→ DATASET RECORDS
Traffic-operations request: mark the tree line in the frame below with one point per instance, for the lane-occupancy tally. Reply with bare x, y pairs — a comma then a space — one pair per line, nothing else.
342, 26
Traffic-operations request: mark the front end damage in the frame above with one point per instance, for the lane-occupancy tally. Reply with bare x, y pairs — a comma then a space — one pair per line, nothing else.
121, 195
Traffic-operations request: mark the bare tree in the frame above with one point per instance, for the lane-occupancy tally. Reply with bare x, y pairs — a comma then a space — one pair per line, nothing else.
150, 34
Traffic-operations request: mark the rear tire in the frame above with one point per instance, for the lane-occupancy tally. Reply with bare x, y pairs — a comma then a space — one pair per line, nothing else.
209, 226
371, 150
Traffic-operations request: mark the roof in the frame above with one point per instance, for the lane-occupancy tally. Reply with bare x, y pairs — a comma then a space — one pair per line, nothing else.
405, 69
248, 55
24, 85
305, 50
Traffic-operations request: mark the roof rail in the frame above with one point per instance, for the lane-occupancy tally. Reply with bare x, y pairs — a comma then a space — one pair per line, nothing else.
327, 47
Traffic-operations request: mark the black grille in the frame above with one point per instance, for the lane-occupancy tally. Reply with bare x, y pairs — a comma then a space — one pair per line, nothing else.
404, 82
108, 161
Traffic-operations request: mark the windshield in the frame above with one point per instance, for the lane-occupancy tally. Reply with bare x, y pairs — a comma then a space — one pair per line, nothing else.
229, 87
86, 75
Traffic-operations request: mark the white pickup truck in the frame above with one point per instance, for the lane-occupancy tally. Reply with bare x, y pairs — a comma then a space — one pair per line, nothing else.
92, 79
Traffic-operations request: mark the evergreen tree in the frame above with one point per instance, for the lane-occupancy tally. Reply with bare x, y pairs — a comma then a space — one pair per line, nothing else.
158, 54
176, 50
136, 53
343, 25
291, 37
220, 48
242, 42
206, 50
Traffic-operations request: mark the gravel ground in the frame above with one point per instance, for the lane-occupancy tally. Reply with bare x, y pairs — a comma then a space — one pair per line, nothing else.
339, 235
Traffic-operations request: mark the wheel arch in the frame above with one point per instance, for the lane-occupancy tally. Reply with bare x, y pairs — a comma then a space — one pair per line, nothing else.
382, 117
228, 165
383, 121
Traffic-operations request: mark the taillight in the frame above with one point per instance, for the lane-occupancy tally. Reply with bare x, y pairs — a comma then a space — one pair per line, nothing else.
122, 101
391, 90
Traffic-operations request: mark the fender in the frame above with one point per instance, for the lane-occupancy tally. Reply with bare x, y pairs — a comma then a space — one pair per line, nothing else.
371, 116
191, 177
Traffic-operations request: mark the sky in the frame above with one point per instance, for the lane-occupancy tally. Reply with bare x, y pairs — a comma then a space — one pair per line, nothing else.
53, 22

→ REQUIREMENT
Restate each record exactly as written.

→ YOUR RESPONSE
Traffic-operations request: mark the tree line in the frame below with one point per instance, for the lane-occupancy tally. Reply with bare x, y pairs — a comma then a space — one pair per line, nothing else.
342, 26
Traffic-operations request: mark the front end damage in the frame above with one point per instance, for the lane-occupancy tally. Reply with bare x, y pairs — a comma then a space — one pair per line, nothing else.
121, 195
Traffic-operations request: mark the bare tree in the frame above with one point per instance, for the lane-occupancy tally. Reply with bare x, y pairs — a comma then a space — one pair per line, nothing else.
150, 34
Traffic-operations request: mark the rear tire in the frame above with one point per instance, for the lane-occupancy tally. Reply with bare x, y pairs — a comma then a space — one pair per line, nothing else.
209, 226
371, 150
Traffic-operations request: mark the roof in the frame above with one point per instance, for the lane-occupancy tally. Reply with bare x, y pairs — a comma then a space — one pair per line, nothing else.
405, 69
248, 55
24, 85
305, 50
Traffic-operations request: mark the roof rail in the frame above with one point per instance, for the lane-occupancy tally. Reply with bare x, y pairs — a comma then a space — one pair per line, nothing else.
327, 47
Traffic-operations request: mark the black grille in the frame above with one point per instance, for the lane-occupancy tally. Reply with bare x, y pairs — a comma then a space — one pair per line, nothing else.
404, 82
108, 161
Traffic-operations request: mark the windshield in the frame above with one point per instance, for the lane-occupancy tally. Reply with bare x, y pairs — a comma then a space — one pair per line, nothing else.
229, 87
86, 75
Traffic-operations request: mark the white pickup truck in the frame above with one point per instance, for the lane-occupancy tally. Reply with bare x, y pairs — a comma then a space — one pair per line, nothing else.
92, 79
Traffic-operations request: mark the evergreen tree in the frame above with one point per instance, for the lane-occupancy tally. Reply with bare x, y pairs — a comma then a space — one pair per line, nothing else.
158, 54
176, 50
136, 53
343, 25
291, 37
220, 48
242, 42
206, 50
Traffic-operations request: mark the gravel ground in the frame above with one point per instance, for the lane-occupancy tally. Reply with bare x, y pairs — a comma then a space — one pair per line, nothing else.
339, 235
Traffic-operations request: mark the wheel arch in the frame above with one point per instance, for the lane-occupancy tally. Reply with bare x, y pairs — a comma then a space — one pair per line, nothing else.
382, 117
228, 165
383, 121
Traffic-operations request: mark the taillight in the frame above with one point per instance, for the lane-occupancy tally. Reply with bare x, y pairs — a comma then a space — one pair per line, nothing else.
122, 101
391, 90
Traffic-operations request: mark the fender in the frame above with one point per instance, for the lane-occupancy tally. Reply with bare x, y pairs — a comma then a space — one pair per line, nothing else.
371, 116
191, 177
Traffic-operations request: mark the sky in the frame above with one point per instance, for the lane-occupancy tally. Reply with bare x, y pairs — a comma then a space — one pair per line, nothing else.
53, 22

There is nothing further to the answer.